» Compito
Riscrivi tutto l'estratto sulla peste nera da "I risultati dello" fino a "spiega la ricercatrice.", cambiando "campagne" in "zone rurali".

Lo studio delle fonti storiche suggerisce che la diffusione della peste sia stata massiccia e uguale in tutta Europa, ma questo è stato confermato solo dai campioni raccolti in alcune regioni come la Scandinavia, la Francia, l’Italia centrale e la Germania sud-occidentale, dove i dati pollinici riflettono un calo consistente della cerealicoltura. Ci sono poi alcune aree, come la Spagna, l’Irlanda e i paesi del centro Europa, in cui le attività agricole sono diminuite, ma non si sono arrestate completamente.

Al contrario, in altre aree dell'Europa centrale e in Polonia, dove i campi di cereali erano diffusissimi sul territorio, i dati palinologici suggeriscono che il contagio sia stato minore. La nostra ipotesi è stata convalidata anche dall’analisi dei documenti presenti in alcuni archivi storici e relativi alla riscossione delle tasse. Questi materiali confermano che, nel corso del 1300, alcune zone mantennero una buona produzione agricola e godettero quindi di una discreta stabilità economica”.

“Analizzando cronologicamente i dati palinologici siamo riusciti inoltre a osservare il susseguirsi delle singole ondate di peste nelle diverse aree europee”, spiega Florenzano. “Sappiamo, infatti, che l’andamento del contagio ha delle fasi di fluttuazione, dovute alla comparsa, alla scomparsa e al ritorno dei vari focolai. Abbiamo analizzato statisticamente i dati relativi a ogni regione secondo degli specifici intervalli temporali. In particolare, abbiamo notato che alcuni in paesi, tra cui l'Italia centrale, l’impatto della pandemia è stato molto forte fin da subito, come viene dimostrato dai dati che testimoniano il crollo della cerealicoltura. Successivamente, l’agricoltura venne sostituita progressivamente dalla pastorizia, la quale, però, si interruppe a sua volta, seguita dall’abbandono dei campi e dalla riforestazione delle aree agricole. Questi dati confermano che in Italia la peste nera aprì una grave crisi economica e causò un consistente crollo demografico. Infatti, la popolazione impiegò molti anni per riprendersi anche dopo la fine della fase acuta del contagio”.

I risultati dello studio hanno anche permesso ai ricercatori di confermare la loro ipotesi secondo la quale il bilancio delle vittime sia stato più alto nelle aree urbane, rispetto alle campagne. “Come purtroppo abbiamo imparato a nostre spese a causa del covid, gli assembramenti e l’alta concentrazione di persone in poco spazio comportano una maggiore diffusione dell'infezione. Inoltre, nelle città medievali le condizioni igieniche erano decisamente peggiori rispetto alle aree rurali”, spiega la ricercatrice.

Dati
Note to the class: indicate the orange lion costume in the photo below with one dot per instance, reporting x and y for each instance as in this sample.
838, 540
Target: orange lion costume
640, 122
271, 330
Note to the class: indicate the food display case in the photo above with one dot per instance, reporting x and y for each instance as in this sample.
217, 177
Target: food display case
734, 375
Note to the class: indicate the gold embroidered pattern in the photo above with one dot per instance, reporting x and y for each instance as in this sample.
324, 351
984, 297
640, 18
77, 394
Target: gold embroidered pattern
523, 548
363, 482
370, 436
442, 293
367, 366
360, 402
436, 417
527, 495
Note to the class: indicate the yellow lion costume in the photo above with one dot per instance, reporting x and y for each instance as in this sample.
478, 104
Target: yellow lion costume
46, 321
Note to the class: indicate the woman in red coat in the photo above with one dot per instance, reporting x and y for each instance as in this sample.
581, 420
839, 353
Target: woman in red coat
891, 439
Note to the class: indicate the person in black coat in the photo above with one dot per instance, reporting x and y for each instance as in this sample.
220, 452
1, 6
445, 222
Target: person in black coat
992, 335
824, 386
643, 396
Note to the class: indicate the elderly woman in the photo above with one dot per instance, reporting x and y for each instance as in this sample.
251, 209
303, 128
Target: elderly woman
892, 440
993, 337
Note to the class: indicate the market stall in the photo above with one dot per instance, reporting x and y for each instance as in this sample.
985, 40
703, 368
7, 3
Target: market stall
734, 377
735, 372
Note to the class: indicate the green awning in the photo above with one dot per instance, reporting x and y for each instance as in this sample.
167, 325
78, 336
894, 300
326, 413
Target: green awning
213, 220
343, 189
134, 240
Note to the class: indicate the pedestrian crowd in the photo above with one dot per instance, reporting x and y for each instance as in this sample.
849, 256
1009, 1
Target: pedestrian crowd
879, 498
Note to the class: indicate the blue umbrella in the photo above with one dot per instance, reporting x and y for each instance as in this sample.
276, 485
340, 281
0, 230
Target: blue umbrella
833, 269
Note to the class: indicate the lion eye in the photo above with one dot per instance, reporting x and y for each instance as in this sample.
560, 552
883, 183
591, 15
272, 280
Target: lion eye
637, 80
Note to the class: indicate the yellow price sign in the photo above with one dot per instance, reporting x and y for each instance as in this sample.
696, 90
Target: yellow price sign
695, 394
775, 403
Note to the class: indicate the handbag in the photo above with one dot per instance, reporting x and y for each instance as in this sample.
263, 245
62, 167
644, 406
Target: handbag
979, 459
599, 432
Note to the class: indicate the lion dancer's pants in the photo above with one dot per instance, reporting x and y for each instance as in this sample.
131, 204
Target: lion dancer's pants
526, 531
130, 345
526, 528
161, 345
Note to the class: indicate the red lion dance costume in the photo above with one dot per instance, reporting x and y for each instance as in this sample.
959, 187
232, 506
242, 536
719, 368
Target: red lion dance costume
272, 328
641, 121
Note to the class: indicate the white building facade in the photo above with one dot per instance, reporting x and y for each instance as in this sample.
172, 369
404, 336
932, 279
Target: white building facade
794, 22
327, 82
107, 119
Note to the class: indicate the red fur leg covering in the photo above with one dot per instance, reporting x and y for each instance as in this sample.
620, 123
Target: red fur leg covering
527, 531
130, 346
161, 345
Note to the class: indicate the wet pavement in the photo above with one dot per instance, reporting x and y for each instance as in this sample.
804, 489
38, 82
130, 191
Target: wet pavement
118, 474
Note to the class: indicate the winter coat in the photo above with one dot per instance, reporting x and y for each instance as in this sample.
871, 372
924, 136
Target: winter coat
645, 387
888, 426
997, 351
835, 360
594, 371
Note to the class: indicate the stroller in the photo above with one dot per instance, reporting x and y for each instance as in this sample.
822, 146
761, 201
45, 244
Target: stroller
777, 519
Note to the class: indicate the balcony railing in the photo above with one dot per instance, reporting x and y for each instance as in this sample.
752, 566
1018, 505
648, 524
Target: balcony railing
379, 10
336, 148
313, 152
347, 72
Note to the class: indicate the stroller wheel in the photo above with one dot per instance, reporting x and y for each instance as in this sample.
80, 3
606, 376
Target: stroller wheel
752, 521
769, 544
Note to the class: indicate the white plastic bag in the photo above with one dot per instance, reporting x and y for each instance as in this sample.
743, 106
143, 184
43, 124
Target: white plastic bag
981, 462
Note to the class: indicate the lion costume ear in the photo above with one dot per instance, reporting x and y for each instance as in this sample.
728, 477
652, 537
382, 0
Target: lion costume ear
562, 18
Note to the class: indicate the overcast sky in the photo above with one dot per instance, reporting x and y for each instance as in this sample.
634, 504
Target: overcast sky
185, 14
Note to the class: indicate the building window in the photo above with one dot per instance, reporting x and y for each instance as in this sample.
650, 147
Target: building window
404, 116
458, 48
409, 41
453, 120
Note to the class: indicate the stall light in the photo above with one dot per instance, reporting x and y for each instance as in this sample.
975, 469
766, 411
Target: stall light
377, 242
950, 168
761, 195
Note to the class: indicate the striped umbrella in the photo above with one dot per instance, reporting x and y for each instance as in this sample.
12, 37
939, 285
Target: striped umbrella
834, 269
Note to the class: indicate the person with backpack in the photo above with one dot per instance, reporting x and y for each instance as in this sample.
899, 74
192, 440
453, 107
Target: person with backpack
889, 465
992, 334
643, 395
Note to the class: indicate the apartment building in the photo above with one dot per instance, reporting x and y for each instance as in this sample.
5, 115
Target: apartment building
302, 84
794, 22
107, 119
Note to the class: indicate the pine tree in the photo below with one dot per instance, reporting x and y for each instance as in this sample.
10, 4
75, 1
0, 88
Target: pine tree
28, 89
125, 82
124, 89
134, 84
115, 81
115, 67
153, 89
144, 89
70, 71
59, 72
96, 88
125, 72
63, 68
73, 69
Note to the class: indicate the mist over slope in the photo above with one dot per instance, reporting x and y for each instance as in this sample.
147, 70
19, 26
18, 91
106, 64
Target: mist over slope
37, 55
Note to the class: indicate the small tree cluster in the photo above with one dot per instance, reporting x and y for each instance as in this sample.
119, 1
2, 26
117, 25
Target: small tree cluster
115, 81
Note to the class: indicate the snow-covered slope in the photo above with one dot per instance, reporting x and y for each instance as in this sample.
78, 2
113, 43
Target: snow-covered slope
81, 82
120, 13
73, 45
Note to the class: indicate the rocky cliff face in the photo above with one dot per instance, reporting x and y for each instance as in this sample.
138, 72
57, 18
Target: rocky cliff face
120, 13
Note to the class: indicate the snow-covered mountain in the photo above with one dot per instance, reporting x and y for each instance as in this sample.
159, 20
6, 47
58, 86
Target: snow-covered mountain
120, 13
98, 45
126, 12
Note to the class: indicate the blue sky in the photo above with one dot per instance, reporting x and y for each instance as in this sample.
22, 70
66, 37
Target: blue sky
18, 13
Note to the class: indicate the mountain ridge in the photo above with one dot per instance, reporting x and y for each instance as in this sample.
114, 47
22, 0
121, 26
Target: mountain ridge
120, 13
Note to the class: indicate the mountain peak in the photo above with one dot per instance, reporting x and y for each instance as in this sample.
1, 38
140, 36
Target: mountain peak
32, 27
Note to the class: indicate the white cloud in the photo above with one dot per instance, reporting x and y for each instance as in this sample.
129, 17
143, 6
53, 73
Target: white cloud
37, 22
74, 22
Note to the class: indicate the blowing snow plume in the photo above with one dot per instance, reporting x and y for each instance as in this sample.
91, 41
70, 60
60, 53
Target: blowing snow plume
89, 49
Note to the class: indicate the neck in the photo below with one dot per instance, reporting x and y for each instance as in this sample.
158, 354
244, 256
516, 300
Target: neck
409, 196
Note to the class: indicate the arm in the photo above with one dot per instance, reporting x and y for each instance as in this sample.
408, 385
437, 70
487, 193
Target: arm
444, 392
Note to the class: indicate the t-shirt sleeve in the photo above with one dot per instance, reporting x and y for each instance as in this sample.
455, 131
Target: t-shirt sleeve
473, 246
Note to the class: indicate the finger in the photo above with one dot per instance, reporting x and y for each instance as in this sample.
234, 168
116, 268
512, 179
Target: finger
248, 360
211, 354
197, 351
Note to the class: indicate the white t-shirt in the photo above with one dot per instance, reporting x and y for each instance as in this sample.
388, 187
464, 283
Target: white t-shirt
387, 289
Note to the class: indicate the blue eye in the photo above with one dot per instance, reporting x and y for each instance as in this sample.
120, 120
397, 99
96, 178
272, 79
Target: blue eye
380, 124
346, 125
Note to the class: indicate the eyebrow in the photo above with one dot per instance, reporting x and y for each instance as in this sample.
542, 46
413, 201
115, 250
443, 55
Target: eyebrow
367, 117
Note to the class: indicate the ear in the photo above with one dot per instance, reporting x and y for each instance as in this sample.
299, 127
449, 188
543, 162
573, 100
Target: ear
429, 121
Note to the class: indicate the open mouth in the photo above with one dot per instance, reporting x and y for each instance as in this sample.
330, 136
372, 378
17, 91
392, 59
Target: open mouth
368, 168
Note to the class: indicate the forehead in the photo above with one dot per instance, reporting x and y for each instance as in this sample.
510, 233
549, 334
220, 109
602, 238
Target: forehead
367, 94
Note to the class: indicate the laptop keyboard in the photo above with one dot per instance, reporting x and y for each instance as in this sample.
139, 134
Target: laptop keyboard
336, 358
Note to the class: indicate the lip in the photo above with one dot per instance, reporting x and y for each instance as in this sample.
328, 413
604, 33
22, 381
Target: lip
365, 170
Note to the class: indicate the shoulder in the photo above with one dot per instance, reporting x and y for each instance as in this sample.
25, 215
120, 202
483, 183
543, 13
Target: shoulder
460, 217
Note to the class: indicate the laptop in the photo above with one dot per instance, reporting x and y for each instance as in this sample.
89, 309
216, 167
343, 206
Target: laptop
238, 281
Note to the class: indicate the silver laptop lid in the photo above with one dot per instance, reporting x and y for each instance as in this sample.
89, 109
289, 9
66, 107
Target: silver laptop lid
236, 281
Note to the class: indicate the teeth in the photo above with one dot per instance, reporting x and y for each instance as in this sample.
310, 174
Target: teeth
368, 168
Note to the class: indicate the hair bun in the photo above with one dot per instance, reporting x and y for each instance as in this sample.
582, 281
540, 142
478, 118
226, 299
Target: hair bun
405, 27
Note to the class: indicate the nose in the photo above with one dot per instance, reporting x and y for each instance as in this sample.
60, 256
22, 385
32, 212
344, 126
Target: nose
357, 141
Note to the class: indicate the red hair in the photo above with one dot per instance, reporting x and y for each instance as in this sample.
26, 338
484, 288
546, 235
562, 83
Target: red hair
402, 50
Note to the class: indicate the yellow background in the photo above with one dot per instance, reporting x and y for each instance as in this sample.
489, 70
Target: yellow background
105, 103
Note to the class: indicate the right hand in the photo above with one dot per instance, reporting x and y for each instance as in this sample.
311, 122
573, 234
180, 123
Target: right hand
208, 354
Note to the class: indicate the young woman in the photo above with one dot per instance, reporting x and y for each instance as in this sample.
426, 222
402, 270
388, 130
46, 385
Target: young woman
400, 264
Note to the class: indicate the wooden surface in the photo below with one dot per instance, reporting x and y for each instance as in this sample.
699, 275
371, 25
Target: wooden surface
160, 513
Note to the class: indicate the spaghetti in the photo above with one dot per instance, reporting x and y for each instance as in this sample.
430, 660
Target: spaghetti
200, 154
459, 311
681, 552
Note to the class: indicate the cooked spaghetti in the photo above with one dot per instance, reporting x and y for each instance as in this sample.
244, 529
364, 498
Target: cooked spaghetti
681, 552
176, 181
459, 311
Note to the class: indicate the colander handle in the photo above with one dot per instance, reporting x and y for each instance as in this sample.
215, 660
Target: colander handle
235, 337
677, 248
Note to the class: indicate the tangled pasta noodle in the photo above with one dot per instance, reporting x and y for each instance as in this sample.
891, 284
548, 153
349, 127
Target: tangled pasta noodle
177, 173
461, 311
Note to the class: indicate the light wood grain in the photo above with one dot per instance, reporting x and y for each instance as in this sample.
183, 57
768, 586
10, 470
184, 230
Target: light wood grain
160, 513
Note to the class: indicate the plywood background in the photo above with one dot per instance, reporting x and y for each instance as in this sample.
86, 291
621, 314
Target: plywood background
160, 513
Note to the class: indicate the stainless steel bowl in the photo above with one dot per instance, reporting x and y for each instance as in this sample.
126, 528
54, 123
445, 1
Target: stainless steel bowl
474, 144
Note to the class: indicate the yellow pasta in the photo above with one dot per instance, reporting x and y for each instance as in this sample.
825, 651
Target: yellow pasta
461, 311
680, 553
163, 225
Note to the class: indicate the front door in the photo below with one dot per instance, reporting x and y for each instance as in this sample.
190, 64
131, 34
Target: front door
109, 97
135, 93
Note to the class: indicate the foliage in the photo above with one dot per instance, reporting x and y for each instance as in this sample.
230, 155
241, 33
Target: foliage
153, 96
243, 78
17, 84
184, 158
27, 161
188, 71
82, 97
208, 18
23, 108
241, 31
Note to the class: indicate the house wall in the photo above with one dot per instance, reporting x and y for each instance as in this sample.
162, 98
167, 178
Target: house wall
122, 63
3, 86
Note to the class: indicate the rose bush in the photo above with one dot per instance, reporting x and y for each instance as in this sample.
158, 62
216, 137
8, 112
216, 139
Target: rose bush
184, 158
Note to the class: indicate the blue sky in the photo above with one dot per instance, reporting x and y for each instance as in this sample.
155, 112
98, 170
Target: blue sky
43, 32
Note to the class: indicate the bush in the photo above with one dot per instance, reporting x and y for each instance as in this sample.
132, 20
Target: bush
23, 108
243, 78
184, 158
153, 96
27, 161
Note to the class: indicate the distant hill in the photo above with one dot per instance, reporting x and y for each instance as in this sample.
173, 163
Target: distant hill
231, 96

» Risposta
I risultati dello studio hanno anche permesso ai ricercatori di confermare la loro ipotesi secondo la quale il bilancio delle vittime sia stato più alto nelle aree urbane, rispetto alle zone rurali. “Come purtroppo abbiamo imparato a nostre spese a causa del covid, gli assembramenti e l’alta concentrazione di persone in poco spazio comportano una maggiore diffusione dell'infezione. Inoltre, nelle città medievali le condizioni igieniche erano decisamente peggiori rispetto alle aree rurali”, spiega la ricercatrice.